QUOTED TEXT:
"""
Training Agents Inside of Scalable World Models
Date read: 8th October 2025
Paper link
Key Points
- Summary:
- World model is learned from offline data
- Real time inference due to Efficient Transformer architecture
- Performs RL in ‘imagination’ inside world model
- World models:
- Learn to predict effect of actions
- Allows for planning in imaginations
- Two main types:
- Ones trained via interaction: tend to be too domain specific
- Video ones (e.g. Genie): tend to be imprecise
- Architecture:
- Diffusion model with shortcuts: decides size of step at inference time (can speed up inference)
- Utilises diffusion forcing: applies a different noise signal to each time step, allowing for the model to adapt
to varying detail levels of history
- Causal tokeniser: compresses video timeseries into embeddings
- Efficient transformer:
- Separate time and space attention (scale down N^2)
"""
GIVEN INSTRUCTION:
Retype the notes on training agents inside world models between "- Utilises diffusion" and "(scale down N^2)", inclusive, with every character unchanged.

MATERIAL PROVIDED:
"""
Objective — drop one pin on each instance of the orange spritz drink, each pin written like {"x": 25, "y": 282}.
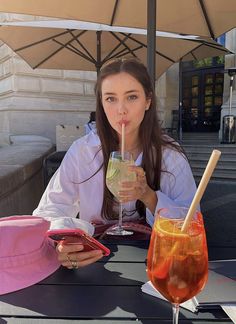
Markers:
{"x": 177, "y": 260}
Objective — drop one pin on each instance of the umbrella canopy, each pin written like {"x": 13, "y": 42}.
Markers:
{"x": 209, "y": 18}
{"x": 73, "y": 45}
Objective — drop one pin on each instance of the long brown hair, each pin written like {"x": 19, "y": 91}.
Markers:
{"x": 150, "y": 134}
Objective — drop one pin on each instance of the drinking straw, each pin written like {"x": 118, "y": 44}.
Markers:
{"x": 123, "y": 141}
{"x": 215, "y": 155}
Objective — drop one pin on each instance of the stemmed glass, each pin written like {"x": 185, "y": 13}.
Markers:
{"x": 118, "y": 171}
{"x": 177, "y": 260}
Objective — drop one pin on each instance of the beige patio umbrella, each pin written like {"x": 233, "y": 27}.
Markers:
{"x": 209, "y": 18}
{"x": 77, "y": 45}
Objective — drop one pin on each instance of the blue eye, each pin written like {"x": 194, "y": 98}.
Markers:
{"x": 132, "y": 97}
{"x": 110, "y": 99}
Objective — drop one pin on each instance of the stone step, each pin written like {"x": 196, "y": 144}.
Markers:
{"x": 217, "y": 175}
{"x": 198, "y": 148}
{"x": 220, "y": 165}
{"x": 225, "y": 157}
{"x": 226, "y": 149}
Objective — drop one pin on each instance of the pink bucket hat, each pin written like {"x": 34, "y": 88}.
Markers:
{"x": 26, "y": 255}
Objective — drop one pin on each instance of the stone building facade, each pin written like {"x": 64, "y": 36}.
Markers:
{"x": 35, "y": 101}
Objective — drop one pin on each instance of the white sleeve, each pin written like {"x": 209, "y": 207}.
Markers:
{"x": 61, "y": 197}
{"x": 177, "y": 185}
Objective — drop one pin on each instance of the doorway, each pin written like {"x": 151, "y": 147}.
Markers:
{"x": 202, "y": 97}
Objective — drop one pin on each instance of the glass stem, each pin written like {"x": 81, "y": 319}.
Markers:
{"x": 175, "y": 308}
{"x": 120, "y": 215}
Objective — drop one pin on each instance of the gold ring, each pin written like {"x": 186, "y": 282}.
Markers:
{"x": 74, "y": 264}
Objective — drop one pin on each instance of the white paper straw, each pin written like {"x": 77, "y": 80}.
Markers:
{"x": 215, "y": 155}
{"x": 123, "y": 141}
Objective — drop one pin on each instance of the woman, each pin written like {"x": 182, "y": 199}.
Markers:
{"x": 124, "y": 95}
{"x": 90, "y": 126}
"""
"""
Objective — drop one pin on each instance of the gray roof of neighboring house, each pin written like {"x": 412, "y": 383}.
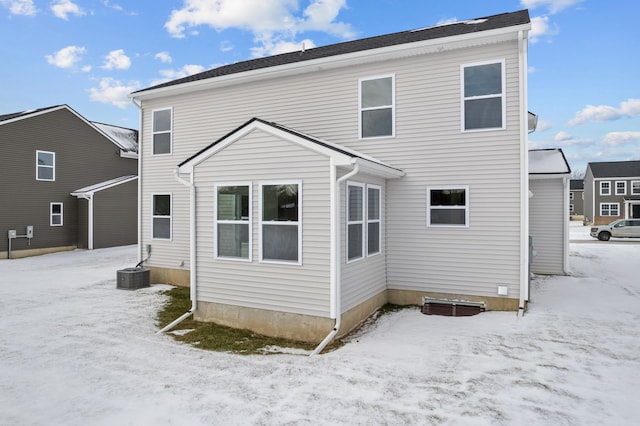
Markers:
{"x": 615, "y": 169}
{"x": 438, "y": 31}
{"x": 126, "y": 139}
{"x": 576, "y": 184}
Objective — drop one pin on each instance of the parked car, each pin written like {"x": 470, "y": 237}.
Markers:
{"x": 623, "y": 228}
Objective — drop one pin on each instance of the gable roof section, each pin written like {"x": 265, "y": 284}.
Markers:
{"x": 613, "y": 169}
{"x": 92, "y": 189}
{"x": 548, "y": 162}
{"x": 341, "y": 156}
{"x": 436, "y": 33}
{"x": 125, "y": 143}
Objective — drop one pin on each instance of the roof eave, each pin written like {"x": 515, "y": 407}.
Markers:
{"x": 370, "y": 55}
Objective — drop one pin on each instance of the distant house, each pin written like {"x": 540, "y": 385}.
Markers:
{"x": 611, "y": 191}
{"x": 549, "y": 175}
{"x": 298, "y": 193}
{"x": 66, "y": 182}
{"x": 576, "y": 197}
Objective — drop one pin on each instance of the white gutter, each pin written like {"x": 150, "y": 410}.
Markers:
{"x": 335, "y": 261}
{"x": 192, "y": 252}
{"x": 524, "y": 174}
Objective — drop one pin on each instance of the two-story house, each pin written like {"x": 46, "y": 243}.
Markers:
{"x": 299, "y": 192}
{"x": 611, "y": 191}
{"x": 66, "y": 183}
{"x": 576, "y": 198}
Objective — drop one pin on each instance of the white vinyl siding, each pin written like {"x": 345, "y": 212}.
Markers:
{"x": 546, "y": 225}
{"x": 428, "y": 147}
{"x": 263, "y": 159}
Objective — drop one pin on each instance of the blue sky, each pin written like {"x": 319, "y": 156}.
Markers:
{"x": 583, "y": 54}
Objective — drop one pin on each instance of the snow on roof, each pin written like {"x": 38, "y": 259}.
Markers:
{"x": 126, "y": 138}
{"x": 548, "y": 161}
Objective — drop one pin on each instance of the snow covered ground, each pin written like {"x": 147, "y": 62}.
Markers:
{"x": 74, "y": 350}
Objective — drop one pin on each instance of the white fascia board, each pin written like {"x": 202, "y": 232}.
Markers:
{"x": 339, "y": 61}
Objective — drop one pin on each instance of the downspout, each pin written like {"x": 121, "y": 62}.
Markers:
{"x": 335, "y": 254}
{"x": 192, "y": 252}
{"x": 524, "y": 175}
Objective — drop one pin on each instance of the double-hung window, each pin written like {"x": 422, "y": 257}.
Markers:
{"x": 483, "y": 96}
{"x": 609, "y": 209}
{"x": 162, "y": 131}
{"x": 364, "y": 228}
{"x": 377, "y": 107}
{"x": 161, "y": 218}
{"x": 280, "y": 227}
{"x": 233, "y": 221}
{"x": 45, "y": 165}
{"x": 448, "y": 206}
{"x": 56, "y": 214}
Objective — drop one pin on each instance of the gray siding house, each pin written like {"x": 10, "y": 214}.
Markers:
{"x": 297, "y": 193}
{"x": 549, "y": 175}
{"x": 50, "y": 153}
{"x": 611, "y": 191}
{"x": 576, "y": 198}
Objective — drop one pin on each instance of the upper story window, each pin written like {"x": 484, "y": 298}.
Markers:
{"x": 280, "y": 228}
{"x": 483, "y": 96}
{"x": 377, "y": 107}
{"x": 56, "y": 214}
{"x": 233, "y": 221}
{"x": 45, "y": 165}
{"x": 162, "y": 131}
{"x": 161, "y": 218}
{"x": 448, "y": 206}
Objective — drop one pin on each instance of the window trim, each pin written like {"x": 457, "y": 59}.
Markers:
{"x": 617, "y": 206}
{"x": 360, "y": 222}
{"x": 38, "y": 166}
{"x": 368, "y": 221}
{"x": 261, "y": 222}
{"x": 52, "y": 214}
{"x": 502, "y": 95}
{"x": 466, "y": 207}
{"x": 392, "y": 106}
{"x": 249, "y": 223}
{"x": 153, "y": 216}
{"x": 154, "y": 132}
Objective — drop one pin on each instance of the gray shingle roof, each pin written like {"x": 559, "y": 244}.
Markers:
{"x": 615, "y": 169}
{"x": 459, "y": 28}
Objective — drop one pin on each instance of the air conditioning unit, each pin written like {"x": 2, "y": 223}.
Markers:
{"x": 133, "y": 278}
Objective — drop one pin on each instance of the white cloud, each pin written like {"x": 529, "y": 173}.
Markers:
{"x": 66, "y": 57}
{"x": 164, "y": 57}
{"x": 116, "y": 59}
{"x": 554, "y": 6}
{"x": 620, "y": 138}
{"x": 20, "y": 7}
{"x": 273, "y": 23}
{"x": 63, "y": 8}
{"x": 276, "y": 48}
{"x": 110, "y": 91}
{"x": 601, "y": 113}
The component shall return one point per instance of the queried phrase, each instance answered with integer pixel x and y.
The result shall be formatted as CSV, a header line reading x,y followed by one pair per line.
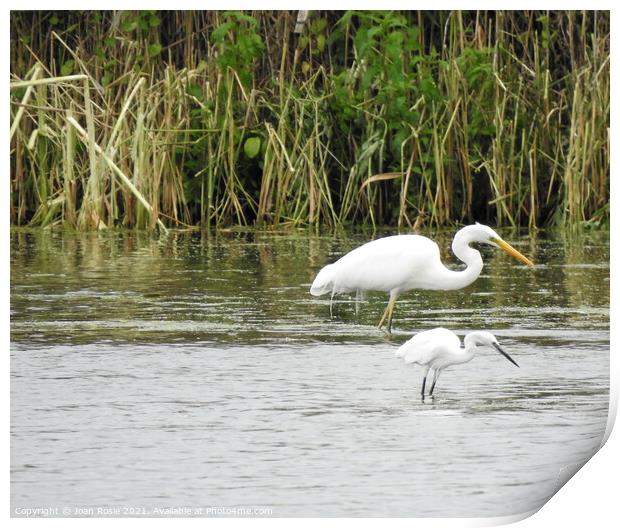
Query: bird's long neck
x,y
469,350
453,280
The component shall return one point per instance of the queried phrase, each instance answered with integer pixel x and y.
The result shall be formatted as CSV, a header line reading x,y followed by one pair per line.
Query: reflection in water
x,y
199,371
"""
CORRECT OUTPUT:
- Utilises diffusion forcing: applies a different noise signal to each time step, allowing for the model to adapt
to varying detail levels of history
- Causal tokeniser: compresses video timeseries into embeddings
- Efficient transformer:
- Separate time and space attention (scale down N^2)